(Collected data)
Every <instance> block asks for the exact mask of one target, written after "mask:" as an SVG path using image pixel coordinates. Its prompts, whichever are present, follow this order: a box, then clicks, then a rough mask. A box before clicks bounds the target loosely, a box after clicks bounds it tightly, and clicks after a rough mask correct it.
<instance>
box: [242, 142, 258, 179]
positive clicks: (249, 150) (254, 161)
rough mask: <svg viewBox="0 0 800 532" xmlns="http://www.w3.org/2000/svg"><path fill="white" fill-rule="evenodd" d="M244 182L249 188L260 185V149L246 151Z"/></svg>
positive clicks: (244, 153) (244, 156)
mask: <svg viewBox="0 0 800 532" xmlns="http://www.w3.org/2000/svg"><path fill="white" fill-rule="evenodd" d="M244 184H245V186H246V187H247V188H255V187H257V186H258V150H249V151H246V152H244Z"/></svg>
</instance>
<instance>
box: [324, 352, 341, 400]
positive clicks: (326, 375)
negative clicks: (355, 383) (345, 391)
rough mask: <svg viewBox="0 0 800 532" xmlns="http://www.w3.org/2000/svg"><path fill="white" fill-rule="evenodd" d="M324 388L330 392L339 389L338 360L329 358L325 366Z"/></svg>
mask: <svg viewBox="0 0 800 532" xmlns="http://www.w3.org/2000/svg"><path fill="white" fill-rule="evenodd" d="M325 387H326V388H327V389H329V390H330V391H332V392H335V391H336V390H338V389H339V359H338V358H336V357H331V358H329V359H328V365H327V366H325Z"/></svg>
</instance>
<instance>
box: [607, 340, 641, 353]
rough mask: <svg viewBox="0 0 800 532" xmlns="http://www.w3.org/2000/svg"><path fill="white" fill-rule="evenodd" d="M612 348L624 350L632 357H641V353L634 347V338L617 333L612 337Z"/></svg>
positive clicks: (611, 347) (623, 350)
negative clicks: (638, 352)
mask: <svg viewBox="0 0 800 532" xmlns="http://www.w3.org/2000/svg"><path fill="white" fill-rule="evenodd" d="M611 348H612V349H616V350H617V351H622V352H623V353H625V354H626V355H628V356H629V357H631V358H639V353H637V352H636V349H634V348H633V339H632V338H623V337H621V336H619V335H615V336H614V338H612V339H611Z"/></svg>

**ACTIVITY:**
Could you set down exactly the lines from the one containing "positive clicks: (326, 375)" through the last line of the records above, both included?

**RESULT OF THE TASK:**
positive clicks: (326, 375)
negative clicks: (355, 383) (345, 391)
rough mask: <svg viewBox="0 0 800 532" xmlns="http://www.w3.org/2000/svg"><path fill="white" fill-rule="evenodd" d="M324 388L330 392L339 389L338 360L329 358L325 366Z"/></svg>
mask: <svg viewBox="0 0 800 532" xmlns="http://www.w3.org/2000/svg"><path fill="white" fill-rule="evenodd" d="M325 387H326V388H327V389H329V390H330V391H332V392H335V391H336V390H338V389H339V359H338V358H336V357H331V358H329V359H328V365H327V366H325Z"/></svg>
</instance>
<instance>
box: [607, 340, 641, 353]
rough mask: <svg viewBox="0 0 800 532" xmlns="http://www.w3.org/2000/svg"><path fill="white" fill-rule="evenodd" d="M612 348L624 350L632 357H641V353L634 347V338L617 333L612 337Z"/></svg>
positive clicks: (611, 347) (623, 350)
negative clicks: (638, 352)
mask: <svg viewBox="0 0 800 532" xmlns="http://www.w3.org/2000/svg"><path fill="white" fill-rule="evenodd" d="M611 348H612V349H616V350H617V351H622V352H623V353H625V354H626V355H628V356H629V357H631V358H639V353H637V352H636V349H634V348H633V339H632V338H623V337H621V336H619V335H615V336H614V338H612V339H611Z"/></svg>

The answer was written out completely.